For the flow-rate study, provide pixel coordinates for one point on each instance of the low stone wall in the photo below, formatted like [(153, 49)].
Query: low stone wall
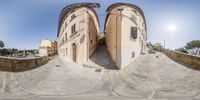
[(193, 61), (21, 64)]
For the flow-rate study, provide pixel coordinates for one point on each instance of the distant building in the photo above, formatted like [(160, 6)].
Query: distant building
[(48, 48), (125, 33), (78, 30)]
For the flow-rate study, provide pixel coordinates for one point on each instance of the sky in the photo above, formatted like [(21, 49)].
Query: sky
[(24, 23)]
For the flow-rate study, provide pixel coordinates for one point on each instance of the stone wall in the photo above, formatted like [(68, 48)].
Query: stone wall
[(21, 64), (193, 61)]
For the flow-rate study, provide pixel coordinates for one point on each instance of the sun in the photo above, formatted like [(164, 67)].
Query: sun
[(172, 27)]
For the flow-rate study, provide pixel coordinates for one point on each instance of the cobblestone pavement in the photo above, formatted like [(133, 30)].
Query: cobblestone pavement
[(150, 76)]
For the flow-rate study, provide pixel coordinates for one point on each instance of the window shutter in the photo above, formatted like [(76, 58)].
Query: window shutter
[(134, 32)]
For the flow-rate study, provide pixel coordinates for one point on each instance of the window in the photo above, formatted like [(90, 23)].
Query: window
[(91, 41), (66, 51), (66, 36), (133, 18), (134, 32), (73, 16), (65, 24), (73, 29)]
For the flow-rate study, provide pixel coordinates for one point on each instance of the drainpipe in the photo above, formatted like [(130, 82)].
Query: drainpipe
[(120, 10)]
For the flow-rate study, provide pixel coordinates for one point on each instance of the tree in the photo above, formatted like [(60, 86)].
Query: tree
[(1, 44), (193, 47), (181, 50)]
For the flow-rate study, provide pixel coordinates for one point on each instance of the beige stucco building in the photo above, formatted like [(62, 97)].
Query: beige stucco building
[(78, 30), (125, 33), (48, 48)]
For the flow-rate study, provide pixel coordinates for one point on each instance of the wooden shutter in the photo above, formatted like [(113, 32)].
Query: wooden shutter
[(134, 32)]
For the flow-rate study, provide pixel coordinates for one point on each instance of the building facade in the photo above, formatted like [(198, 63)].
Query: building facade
[(78, 30), (125, 33), (48, 48)]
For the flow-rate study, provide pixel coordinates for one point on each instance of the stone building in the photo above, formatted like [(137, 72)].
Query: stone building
[(48, 48), (125, 33), (78, 29)]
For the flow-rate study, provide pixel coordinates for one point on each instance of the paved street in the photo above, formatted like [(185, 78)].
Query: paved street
[(150, 76)]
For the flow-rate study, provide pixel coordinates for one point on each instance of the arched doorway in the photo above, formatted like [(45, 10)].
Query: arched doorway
[(74, 52)]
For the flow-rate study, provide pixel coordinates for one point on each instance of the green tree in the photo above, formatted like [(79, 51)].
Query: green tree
[(181, 50), (193, 47), (1, 44)]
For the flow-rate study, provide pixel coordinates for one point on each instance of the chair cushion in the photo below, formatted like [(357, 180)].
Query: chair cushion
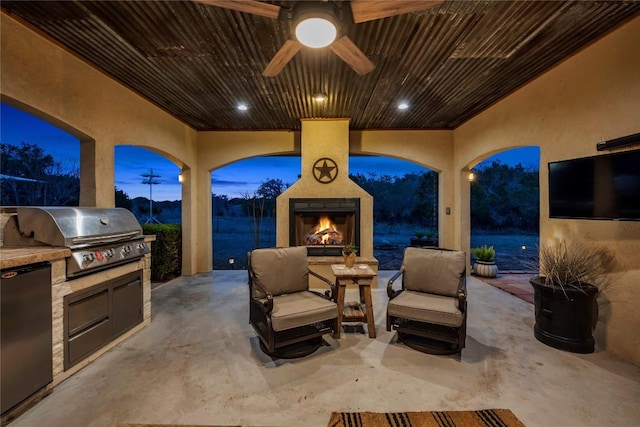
********************
▶ _WORK INSTRUCTION_
Where pictures occur in the material above, omit them and return everything else exactly.

▶ _WORKED SOLUTION_
For the flow-rate study, provide pixel coordinates for one point on each instance of the low stone wall in the photo below, formatted like [(153, 49)].
Query: low stone wall
[(193, 61), (21, 64)]
For the flow-rate study, provide pixel coordinates for one point on each instance of the distant building in the photo above, formatted like [(160, 6)].
Query: distant building
[(48, 48), (125, 33), (78, 30)]
For the flow-rate study, provide pixel coordinates for one point on each instance of the sky in the photo above, formatted like [(21, 49)].
Query: sky
[(24, 23)]
For the flow-rate study, provide pixel coordinates for one point on each instance of the stone wall in the photo above, formatted like [(68, 48)].
Query: stone wall
[(21, 64), (193, 61)]
For the flow-rate study, provide pixel coordinates for one point on each instance of the sun in the photo above, formatted like [(164, 67)].
Query: sun
[(172, 27)]
For the flow-rate study, provide pixel coordinates for one point on each instance of the cobblestone pavement in the photo above, formatted like [(133, 30)].
Query: cobblestone pavement
[(150, 76)]
For the flow-rate study, provide pixel coordinates for one point on each instance of the window shutter in the photo above, formatted like [(76, 58)].
Query: window shutter
[(134, 32)]
For the flow-rate study, provide pixel coordinates for one point on each instance of the window in the photo above, formatted like [(90, 23)].
Query: window
[(91, 41), (66, 51), (66, 36), (133, 18), (134, 32), (73, 16), (65, 24), (73, 29)]
For the flow-rate study, provide pixel coordinates for one point on each instance of the drainpipe in the photo above, formatted like [(130, 82)].
Query: drainpipe
[(120, 10)]
For the flow-rate study, provide pixel coordinates for one point on each instance of the tree in the photo above, formatted like [(60, 86)].
Query: tree
[(1, 44), (193, 47), (181, 50)]
For the flow-rate study, provide pixel coordinates for one point on each instance of the beige stucco building in the photo above, formatted like [(62, 97)].
Query: beige stucco building
[(78, 30), (125, 33), (48, 48)]
For the flow-rate study, provide pixel coordinates for one point on each instance of the wooden shutter in the photo above, formatted like [(113, 32)].
Query: wooden shutter
[(134, 32)]
For the flow-rate study, provide pixel coordinates for one point on each instance of the building facade in the photo above, formatted like [(198, 63)].
Query: building facade
[(78, 30), (125, 33), (48, 48)]
For the flow-rate study, provide pixel coordinates for one point on each instance of the stone building in the photo above, formatted like [(137, 72)].
Query: stone building
[(48, 48), (125, 33), (78, 29)]
For the flow-rate study, provide pixel coordinates for one point on each instance of the paved street in the photo above, formatted like [(185, 78)].
Query: paved street
[(150, 76)]
For the flow-rate study, provide pixel coordinates for one point on each instance of the arched doorway in the photo above, formatted like [(45, 10)].
Query: arched doorway
[(74, 52)]
For the flow-rate study, provide pixel coordinates for one point on each instance of the green tree in the photo above, formatted like [(79, 51)].
Query: green tree
[(181, 50), (193, 47), (1, 44)]
For the flow-rate study, provide pixel coordinates for one point on each instance of the chair cushion in the photo below, formatted like [(357, 180)].
Query: chair cushion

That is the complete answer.